** AIM OF THE TASK **
Count how many lines in the items below contain the string "mountain", matching uppercase and lowercase letters exactly. Give only the number.
**** INPUT ROWS
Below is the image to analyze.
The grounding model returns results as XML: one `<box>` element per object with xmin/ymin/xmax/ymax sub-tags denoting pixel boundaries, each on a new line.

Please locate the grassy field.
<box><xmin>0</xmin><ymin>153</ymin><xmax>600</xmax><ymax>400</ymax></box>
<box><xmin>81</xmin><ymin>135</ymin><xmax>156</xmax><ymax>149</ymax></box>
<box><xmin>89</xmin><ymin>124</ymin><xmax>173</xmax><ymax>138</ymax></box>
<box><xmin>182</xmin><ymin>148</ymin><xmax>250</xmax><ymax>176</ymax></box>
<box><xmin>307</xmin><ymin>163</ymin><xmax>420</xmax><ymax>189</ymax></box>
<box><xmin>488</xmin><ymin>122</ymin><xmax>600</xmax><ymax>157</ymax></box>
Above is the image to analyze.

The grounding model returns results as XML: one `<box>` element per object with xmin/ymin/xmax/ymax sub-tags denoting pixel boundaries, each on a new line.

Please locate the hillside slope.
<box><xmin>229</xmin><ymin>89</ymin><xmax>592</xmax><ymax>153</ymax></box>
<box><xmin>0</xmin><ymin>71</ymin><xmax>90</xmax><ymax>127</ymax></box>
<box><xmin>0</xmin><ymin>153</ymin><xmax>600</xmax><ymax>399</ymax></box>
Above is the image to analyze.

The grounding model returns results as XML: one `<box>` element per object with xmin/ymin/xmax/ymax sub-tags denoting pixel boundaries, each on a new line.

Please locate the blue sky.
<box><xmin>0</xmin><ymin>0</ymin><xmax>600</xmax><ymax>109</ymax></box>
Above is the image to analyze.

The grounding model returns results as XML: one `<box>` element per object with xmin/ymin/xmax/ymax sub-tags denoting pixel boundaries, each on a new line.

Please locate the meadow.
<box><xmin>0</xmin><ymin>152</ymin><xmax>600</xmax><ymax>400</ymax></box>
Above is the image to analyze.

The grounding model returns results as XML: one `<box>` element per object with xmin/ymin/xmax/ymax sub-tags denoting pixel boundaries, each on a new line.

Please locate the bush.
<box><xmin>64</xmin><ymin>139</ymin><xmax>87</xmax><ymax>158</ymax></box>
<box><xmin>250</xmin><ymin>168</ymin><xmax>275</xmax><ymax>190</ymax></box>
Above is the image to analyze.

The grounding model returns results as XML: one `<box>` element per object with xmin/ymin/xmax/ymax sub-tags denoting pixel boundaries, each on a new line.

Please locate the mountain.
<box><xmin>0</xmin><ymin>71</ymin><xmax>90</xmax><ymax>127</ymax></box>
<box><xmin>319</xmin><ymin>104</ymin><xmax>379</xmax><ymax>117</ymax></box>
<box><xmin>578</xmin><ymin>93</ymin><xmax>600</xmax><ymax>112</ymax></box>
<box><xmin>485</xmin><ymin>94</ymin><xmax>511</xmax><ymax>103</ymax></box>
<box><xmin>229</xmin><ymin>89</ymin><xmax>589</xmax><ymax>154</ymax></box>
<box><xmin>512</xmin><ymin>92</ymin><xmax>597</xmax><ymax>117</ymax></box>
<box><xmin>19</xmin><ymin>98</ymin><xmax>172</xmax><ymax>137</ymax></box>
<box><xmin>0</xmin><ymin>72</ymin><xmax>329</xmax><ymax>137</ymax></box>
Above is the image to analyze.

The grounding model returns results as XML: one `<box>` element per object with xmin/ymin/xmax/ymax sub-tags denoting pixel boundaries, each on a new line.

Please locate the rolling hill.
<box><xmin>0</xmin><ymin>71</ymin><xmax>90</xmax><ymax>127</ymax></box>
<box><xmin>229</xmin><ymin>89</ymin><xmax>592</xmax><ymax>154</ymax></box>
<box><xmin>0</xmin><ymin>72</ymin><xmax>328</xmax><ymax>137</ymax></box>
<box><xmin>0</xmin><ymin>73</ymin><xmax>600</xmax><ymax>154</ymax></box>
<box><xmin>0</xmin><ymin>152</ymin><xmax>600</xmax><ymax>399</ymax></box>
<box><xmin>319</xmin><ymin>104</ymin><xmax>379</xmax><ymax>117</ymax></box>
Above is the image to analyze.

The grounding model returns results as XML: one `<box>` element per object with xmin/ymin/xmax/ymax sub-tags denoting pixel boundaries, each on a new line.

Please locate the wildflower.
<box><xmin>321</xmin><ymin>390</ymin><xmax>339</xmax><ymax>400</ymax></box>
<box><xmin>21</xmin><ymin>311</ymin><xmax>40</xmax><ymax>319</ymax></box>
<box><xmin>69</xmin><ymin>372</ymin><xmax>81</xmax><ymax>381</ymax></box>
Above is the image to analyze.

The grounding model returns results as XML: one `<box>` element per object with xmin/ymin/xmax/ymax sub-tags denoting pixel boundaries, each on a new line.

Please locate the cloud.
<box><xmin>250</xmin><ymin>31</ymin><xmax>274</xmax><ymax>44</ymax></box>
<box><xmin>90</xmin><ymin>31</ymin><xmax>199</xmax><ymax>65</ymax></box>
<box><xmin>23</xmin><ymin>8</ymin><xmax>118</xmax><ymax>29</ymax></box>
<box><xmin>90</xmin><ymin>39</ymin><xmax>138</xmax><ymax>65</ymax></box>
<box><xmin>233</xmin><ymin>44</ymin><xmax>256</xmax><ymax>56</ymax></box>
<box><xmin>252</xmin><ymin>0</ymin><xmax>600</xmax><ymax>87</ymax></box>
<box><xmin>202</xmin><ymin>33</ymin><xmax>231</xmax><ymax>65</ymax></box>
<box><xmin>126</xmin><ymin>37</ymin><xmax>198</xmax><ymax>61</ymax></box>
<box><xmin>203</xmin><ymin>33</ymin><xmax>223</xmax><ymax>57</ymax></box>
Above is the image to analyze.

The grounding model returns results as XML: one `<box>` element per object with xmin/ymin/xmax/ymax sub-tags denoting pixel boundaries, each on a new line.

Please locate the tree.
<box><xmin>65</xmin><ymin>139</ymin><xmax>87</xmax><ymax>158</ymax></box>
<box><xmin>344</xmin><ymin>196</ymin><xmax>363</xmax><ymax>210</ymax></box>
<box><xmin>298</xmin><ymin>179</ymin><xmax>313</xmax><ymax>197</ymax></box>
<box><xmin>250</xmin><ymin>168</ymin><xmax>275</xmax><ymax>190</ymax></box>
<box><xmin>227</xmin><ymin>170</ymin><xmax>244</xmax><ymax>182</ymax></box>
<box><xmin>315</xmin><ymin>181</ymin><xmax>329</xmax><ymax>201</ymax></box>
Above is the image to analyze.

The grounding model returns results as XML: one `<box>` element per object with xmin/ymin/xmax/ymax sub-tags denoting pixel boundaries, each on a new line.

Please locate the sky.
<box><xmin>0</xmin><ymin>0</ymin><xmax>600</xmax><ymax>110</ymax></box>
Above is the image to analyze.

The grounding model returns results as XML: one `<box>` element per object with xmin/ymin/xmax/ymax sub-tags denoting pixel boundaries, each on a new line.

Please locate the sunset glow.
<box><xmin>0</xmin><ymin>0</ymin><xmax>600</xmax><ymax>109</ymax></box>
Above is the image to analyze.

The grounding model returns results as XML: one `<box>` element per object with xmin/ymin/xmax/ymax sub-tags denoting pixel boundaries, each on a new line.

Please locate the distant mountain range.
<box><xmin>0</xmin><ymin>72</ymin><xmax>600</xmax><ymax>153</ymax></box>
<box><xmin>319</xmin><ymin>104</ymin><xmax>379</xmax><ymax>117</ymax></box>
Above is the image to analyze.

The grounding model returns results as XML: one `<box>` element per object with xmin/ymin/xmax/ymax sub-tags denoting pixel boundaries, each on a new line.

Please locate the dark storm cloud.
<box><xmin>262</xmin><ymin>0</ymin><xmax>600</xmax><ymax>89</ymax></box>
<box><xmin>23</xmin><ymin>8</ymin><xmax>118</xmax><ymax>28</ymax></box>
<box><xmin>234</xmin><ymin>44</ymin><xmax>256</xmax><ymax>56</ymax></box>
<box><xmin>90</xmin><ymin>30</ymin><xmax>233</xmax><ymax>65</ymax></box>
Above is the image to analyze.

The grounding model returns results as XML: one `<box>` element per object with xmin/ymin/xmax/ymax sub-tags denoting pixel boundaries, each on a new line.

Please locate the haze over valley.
********
** CORRECT ANSWER **
2